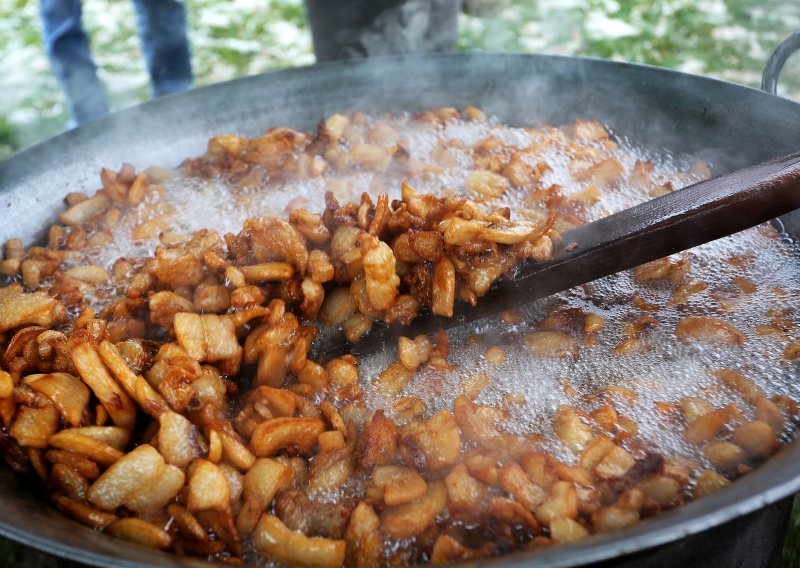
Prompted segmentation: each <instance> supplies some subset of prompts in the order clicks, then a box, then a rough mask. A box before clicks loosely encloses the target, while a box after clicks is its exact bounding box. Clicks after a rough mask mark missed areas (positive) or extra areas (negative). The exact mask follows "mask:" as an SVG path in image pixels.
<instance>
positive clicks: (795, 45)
mask: <svg viewBox="0 0 800 568" xmlns="http://www.w3.org/2000/svg"><path fill="white" fill-rule="evenodd" d="M797 50H800V32H796V33H793V34H792V35H790V36H789V37H787V38H786V39H785V40H783V42H782V43H781V44H780V45H779V46H778V47H776V48H775V51H773V52H772V55H770V57H769V59H768V60H767V64H766V65H765V66H764V75H763V77H762V78H761V90H762V91H766V92H768V93H771V94H773V95H777V94H778V78H779V77H780V74H781V70H782V69H783V64H784V63H786V60H787V59H789V57H790V56H791V55H792V54H793V53H794V52H795V51H797Z"/></svg>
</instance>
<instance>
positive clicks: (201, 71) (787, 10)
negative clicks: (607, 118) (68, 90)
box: [0, 0, 800, 567]
mask: <svg viewBox="0 0 800 568" xmlns="http://www.w3.org/2000/svg"><path fill="white" fill-rule="evenodd" d="M464 2H465V5H466V6H467V7H468V8H470V14H469V15H466V14H465V15H463V16H462V20H461V22H460V26H459V28H460V30H459V39H458V49H459V50H461V51H473V50H487V51H518V52H537V53H556V54H562V55H585V56H593V57H604V58H611V59H616V60H621V61H632V62H637V63H647V64H651V65H660V66H665V67H671V68H675V69H679V70H682V71H687V72H690V73H698V74H703V75H709V76H713V77H718V78H721V79H725V80H728V81H735V82H738V83H743V84H746V85H749V86H752V87H758V85H759V84H760V80H761V71H762V69H763V66H764V63H765V62H766V60H767V58H768V57H769V54H770V52H771V51H772V50H773V49H774V48H775V46H777V45H778V43H780V41H781V40H783V39H784V38H785V37H786V36H788V35H789V34H790V33H791V32H794V31H800V2H797V1H796V0H464ZM83 6H84V25H85V27H86V29H87V30H88V32H89V33H90V36H91V38H92V49H93V54H94V57H95V62H96V63H97V65H98V67H99V73H100V77H101V79H102V80H103V82H104V84H105V86H106V90H107V93H108V96H109V99H110V102H111V106H112V109H113V110H117V109H120V108H124V107H127V106H130V105H134V104H137V103H140V102H142V101H144V100H147V98H148V79H147V74H146V72H145V69H144V63H143V61H142V58H141V52H140V46H139V39H138V36H137V35H136V24H135V18H134V12H133V5H132V3H131V2H130V0H84V2H83ZM187 6H188V9H189V15H190V22H189V28H190V40H191V44H192V50H193V65H194V69H195V76H196V84H197V85H207V84H210V83H216V82H219V81H225V80H228V79H232V78H235V77H241V76H244V75H252V74H255V73H263V72H265V71H270V70H274V69H281V68H284V67H291V66H297V65H308V64H311V63H313V62H314V56H313V51H312V44H311V36H310V32H309V30H308V24H307V22H306V17H305V10H304V8H303V4H302V0H187ZM0 93H2V96H0V160H3V159H5V158H7V157H8V156H10V155H12V154H13V153H14V152H16V151H18V150H21V149H23V148H25V147H28V146H30V145H32V144H35V143H36V142H39V141H41V140H44V139H46V138H48V137H50V136H53V135H55V134H58V133H59V132H61V131H63V129H64V128H65V127H66V123H67V119H68V116H67V113H66V110H65V108H64V104H63V100H62V97H61V93H60V91H59V89H58V85H57V84H56V81H55V79H54V78H53V76H52V75H51V74H50V69H49V66H48V62H47V59H46V57H45V56H44V53H43V51H42V47H41V41H40V37H39V18H38V2H35V1H28V0H3V2H0ZM780 94H781V95H783V96H786V97H789V98H794V99H797V100H800V55H798V56H797V57H795V58H793V59H791V60H790V61H789V63H788V64H787V66H786V69H785V70H784V73H783V76H782V79H781V93H780ZM0 559H2V560H3V564H4V565H9V566H12V565H27V566H32V565H40V566H55V565H56V564H55V561H54V559H53V558H52V557H49V556H46V555H40V554H37V553H34V552H33V551H29V550H27V549H25V548H23V547H18V546H16V545H14V544H13V543H11V542H9V541H5V540H3V539H0ZM784 565H785V566H799V567H800V508H798V506H797V505H796V506H795V514H794V515H793V518H792V523H791V528H790V532H789V535H788V537H787V545H786V547H785V552H784Z"/></svg>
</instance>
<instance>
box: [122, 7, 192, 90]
mask: <svg viewBox="0 0 800 568" xmlns="http://www.w3.org/2000/svg"><path fill="white" fill-rule="evenodd" d="M133 3H134V6H135V7H136V21H137V24H138V26H139V37H140V38H141V40H142V51H143V52H144V57H145V61H146V63H147V71H148V73H149V74H150V91H151V93H152V95H153V96H154V97H160V96H161V95H168V94H170V93H175V92H178V91H183V90H186V89H188V88H189V87H191V86H192V64H191V59H190V53H189V38H188V37H187V35H186V7H185V6H184V5H183V2H181V1H179V0H133Z"/></svg>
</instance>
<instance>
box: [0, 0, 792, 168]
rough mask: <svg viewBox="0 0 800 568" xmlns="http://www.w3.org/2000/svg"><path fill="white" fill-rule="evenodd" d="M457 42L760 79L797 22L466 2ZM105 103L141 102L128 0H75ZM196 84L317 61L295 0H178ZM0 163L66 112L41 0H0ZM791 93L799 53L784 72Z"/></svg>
mask: <svg viewBox="0 0 800 568" xmlns="http://www.w3.org/2000/svg"><path fill="white" fill-rule="evenodd" d="M464 2H465V5H466V6H467V7H469V8H471V15H464V16H462V21H461V22H460V32H459V40H458V48H459V50H462V51H472V50H489V51H522V52H544V53H558V54H564V55H587V56H594V57H605V58H612V59H618V60H624V61H634V62H638V63H648V64H652V65H661V66H666V67H672V68H676V69H680V70H683V71H688V72H691V73H700V74H704V75H711V76H714V77H719V78H722V79H726V80H730V81H736V82H739V83H744V84H747V85H750V86H758V84H759V82H760V75H761V70H762V68H763V65H764V63H765V62H766V60H767V58H768V56H769V53H770V52H771V51H772V49H773V48H774V47H775V46H776V45H777V44H778V43H779V42H780V41H781V40H782V39H783V38H785V37H786V36H787V35H789V33H790V32H792V31H797V30H800V3H798V2H796V1H795V0H464ZM83 5H84V25H85V27H86V28H87V30H88V31H89V33H90V36H91V38H92V50H93V53H94V57H95V62H96V63H97V65H98V67H99V68H100V76H101V79H102V80H103V82H104V84H105V86H106V89H107V92H108V95H109V98H110V101H111V106H112V109H115V110H116V109H120V108H124V107H126V106H130V105H133V104H136V103H139V102H142V101H144V100H146V99H147V96H148V85H147V74H146V72H145V69H144V63H143V61H142V58H141V53H140V47H139V39H138V37H137V35H136V25H135V18H134V12H133V5H132V2H130V0H84V2H83ZM187 6H188V9H189V13H190V26H189V27H190V39H191V43H192V49H193V64H194V68H195V74H196V83H197V85H207V84H209V83H216V82H219V81H225V80H227V79H232V78H235V77H240V76H243V75H251V74H254V73H263V72H265V71H270V70H273V69H280V68H284V67H289V66H296V65H307V64H310V63H313V62H314V56H313V51H312V44H311V37H310V33H309V30H308V25H307V22H306V17H305V10H304V8H303V3H302V0H187ZM0 54H2V58H0V93H2V97H0V160H1V159H3V158H5V157H8V156H9V155H11V154H12V153H14V152H15V151H17V150H19V149H22V148H25V147H27V146H30V145H31V144H34V143H36V142H38V141H40V140H43V139H45V138H48V137H50V136H53V135H54V134H57V133H59V132H61V131H62V130H63V129H64V128H65V125H66V122H67V118H68V117H67V114H66V111H65V108H64V104H63V101H62V98H61V93H60V91H59V90H58V85H57V84H56V81H55V79H54V78H53V77H52V75H51V74H50V70H49V66H48V62H47V59H46V58H45V56H44V54H43V52H42V48H41V41H40V38H39V19H38V2H35V1H28V0H4V1H3V2H0ZM782 87H783V90H784V93H782V94H784V95H785V96H789V97H794V98H800V56H798V57H797V58H794V60H790V62H789V64H788V65H787V69H786V71H785V72H784V78H783V79H782Z"/></svg>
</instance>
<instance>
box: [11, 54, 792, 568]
mask: <svg viewBox="0 0 800 568" xmlns="http://www.w3.org/2000/svg"><path fill="white" fill-rule="evenodd" d="M467 104H476V105H478V106H481V107H482V108H484V109H485V110H486V111H487V112H489V113H491V114H495V115H497V116H498V117H499V118H500V119H501V120H504V121H508V122H510V123H511V124H553V123H555V124H563V123H568V122H571V121H572V120H574V119H576V118H581V117H596V118H598V119H599V120H601V121H603V122H605V123H606V124H608V125H610V126H611V127H612V128H614V130H615V131H616V132H623V133H625V134H626V136H627V137H628V138H629V139H631V140H632V141H634V142H635V143H637V144H641V145H644V146H646V147H650V148H653V149H659V150H661V149H667V150H671V151H673V152H674V153H675V155H676V156H678V155H687V156H696V157H701V158H704V159H707V160H710V161H711V162H712V163H713V164H714V166H715V171H716V172H718V173H723V172H724V171H728V170H730V169H732V168H734V167H737V166H743V165H748V164H752V163H755V162H758V161H762V160H765V159H769V158H772V157H776V156H778V155H781V154H785V153H789V152H790V151H792V150H796V149H797V148H800V130H798V129H797V128H796V125H797V124H800V105H798V104H796V103H792V102H791V101H788V100H785V99H781V98H779V97H775V96H772V95H768V94H765V93H763V92H760V91H757V90H755V89H749V88H747V87H742V86H739V85H734V84H731V83H726V82H723V81H717V80H713V79H708V78H704V77H697V76H692V75H687V74H683V73H679V72H674V71H669V70H664V69H659V68H654V67H648V66H641V65H632V64H625V63H618V62H611V61H605V60H593V59H585V58H569V57H559V56H537V55H509V54H469V55H436V56H416V57H404V58H381V59H373V60H366V61H360V62H349V63H330V64H324V65H320V66H316V67H309V68H300V69H292V70H287V71H281V72H277V73H271V74H267V75H261V76H256V77H248V78H244V79H239V80H236V81H232V82H229V83H224V84H218V85H213V86H210V87H205V88H201V89H197V90H195V91H190V92H188V93H184V94H180V95H174V96H171V97H165V98H163V99H159V100H156V101H152V102H149V103H146V104H144V105H141V106H139V107H135V108H132V109H128V110H126V111H122V112H120V113H116V114H114V115H112V116H110V117H108V118H106V119H104V120H102V121H99V122H97V123H94V124H91V125H88V126H86V127H82V128H80V129H77V130H75V131H71V132H67V133H65V134H63V135H61V136H58V137H56V138H53V139H51V140H49V141H46V142H43V143H42V144H39V145H37V146H35V147H33V148H31V149H29V150H26V151H25V152H22V153H20V154H19V155H17V156H15V157H13V158H11V159H9V160H8V161H6V162H4V163H2V164H0V211H2V219H3V222H2V223H0V240H5V239H7V238H11V237H22V238H24V239H25V240H26V241H30V240H32V239H34V238H36V237H37V236H40V235H41V234H42V231H43V229H44V223H46V221H47V220H48V219H51V218H53V217H54V216H55V215H56V214H57V212H58V211H59V210H60V207H61V206H60V204H59V202H58V199H54V198H53V197H54V196H61V195H63V194H65V193H66V191H67V187H66V183H65V182H68V183H69V190H72V191H90V190H93V189H95V188H96V187H97V185H96V184H97V182H96V179H97V172H98V171H99V169H100V168H101V167H103V166H111V167H115V166H118V165H119V164H120V163H121V162H122V161H130V162H132V163H133V164H134V165H135V166H137V168H138V167H147V166H149V165H160V166H175V165H176V164H177V163H178V162H179V161H180V160H181V159H182V158H185V157H189V156H194V155H198V154H200V153H202V152H203V151H204V147H205V143H206V141H207V139H208V137H209V136H211V135H213V134H215V133H219V132H238V133H242V134H246V135H253V134H256V133H258V132H259V131H261V130H263V129H265V128H267V127H269V126H273V125H289V126H292V127H295V128H303V129H308V128H312V127H313V126H314V124H315V122H316V121H317V120H319V119H321V118H322V117H324V116H326V115H327V114H330V113H332V112H337V111H338V112H341V111H347V110H365V111H372V112H382V111H390V110H396V111H399V110H418V109H422V108H426V107H430V106H443V105H446V106H464V105H467ZM784 223H785V225H786V227H787V230H788V231H789V232H790V233H793V234H796V235H800V223H796V222H795V220H794V219H790V218H787V219H784ZM0 480H1V482H0V534H3V535H5V536H8V537H10V538H13V539H15V540H18V541H20V542H23V543H25V544H28V545H30V546H33V547H35V548H38V549H41V550H44V551H46V552H50V553H55V554H59V555H63V556H65V557H69V558H70V559H72V560H75V561H80V562H84V563H88V564H93V565H97V566H107V565H115V566H140V565H151V566H174V565H179V566H207V565H208V564H207V563H205V562H203V561H199V560H196V559H191V558H185V557H176V556H174V555H169V554H165V553H160V552H155V551H151V550H147V549H143V548H140V547H136V546H133V545H130V544H127V543H125V542H122V541H117V540H113V539H111V538H108V537H105V536H103V535H102V534H100V533H97V532H95V531H92V530H90V529H87V528H85V527H82V526H80V525H78V524H77V523H74V522H72V521H69V520H66V519H65V517H63V516H61V515H60V514H59V513H57V512H55V511H53V510H52V509H51V508H50V507H49V506H48V505H47V504H46V503H45V502H44V500H43V499H42V498H41V497H40V496H35V495H33V494H32V493H31V492H30V491H29V490H27V489H26V488H24V487H23V486H22V484H21V483H20V480H19V479H18V478H16V477H15V476H14V475H13V474H12V473H11V472H10V470H8V469H0ZM798 489H800V443H793V444H791V445H790V446H788V447H787V448H786V449H785V450H784V451H783V452H781V453H780V454H779V455H777V456H775V457H774V458H773V459H771V460H770V461H769V462H768V463H767V464H765V465H764V466H763V467H762V468H760V469H759V470H757V471H755V472H754V473H752V474H750V475H748V476H746V477H745V478H743V479H741V480H739V481H737V482H736V483H734V484H733V485H732V486H731V487H729V488H728V489H726V490H725V491H722V492H720V493H717V494H715V495H712V496H709V497H706V498H705V499H702V500H700V501H698V502H695V503H691V504H689V505H687V506H685V507H682V508H680V509H677V510H675V511H671V512H669V513H666V514H664V515H662V516H660V517H657V518H654V519H650V520H647V521H644V522H643V523H641V524H640V525H638V526H636V527H634V528H632V529H630V530H627V531H625V532H623V533H620V534H615V535H607V536H596V537H593V538H591V539H589V540H587V541H585V542H583V543H580V544H577V545H573V546H568V547H558V548H555V549H552V550H545V551H541V552H537V553H525V554H516V555H510V556H506V557H501V558H496V559H492V560H490V561H481V562H475V563H472V564H471V565H478V564H480V565H484V564H488V563H491V564H493V565H497V566H522V565H530V564H533V563H535V564H536V565H537V566H552V567H556V566H575V565H583V564H587V563H592V562H597V561H601V560H605V559H610V558H615V557H618V556H621V555H624V554H629V553H632V552H636V551H640V550H643V549H646V548H651V547H654V546H658V545H660V544H664V543H667V542H671V541H674V540H677V539H680V538H682V537H683V536H685V535H689V534H696V533H699V532H702V531H704V530H707V529H709V528H711V527H714V526H718V525H720V524H722V523H725V522H726V521H728V520H730V519H733V518H736V517H739V516H741V515H745V514H747V513H749V512H752V511H756V510H758V509H760V508H762V507H764V506H766V505H768V504H771V503H774V502H776V501H778V500H780V499H782V498H784V497H786V496H788V495H790V494H792V493H794V492H796V491H797V490H798Z"/></svg>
####################
PROBLEM DETAILS - Each line from the first line of the records through the line containing "negative clicks: (607, 118) (68, 90)" must be reproduced exactly, with both ends included and all pictures omitted; nothing else belongs in the answer.

ANSWER -
Prompted segmentation: each <instance> supplies some subset of prompts in the order clicks, then a box, then a rough mask. A box before clicks loosely encloses the target, while a box after clicks is its exact bounding box. Clicks after a rough mask mark missed areas (positive) or extra areas (negative). The exact mask follows "mask:" as an SVG path in image pixels.
<instance>
positive clicks: (795, 45)
mask: <svg viewBox="0 0 800 568" xmlns="http://www.w3.org/2000/svg"><path fill="white" fill-rule="evenodd" d="M797 50H800V32H796V33H793V34H792V35H790V36H789V37H787V38H786V39H785V40H783V42H782V43H781V44H780V45H779V46H778V47H776V48H775V51H773V52H772V55H770V57H769V59H768V60H767V64H766V65H765V66H764V75H763V77H762V78H761V90H762V91H766V92H768V93H771V94H773V95H777V94H778V78H779V77H780V74H781V70H782V69H783V64H784V63H786V60H787V59H789V57H790V56H791V55H792V54H793V53H794V52H795V51H797Z"/></svg>
</instance>
<instance>
positive clicks: (201, 71) (787, 10)
negative clicks: (607, 118) (68, 90)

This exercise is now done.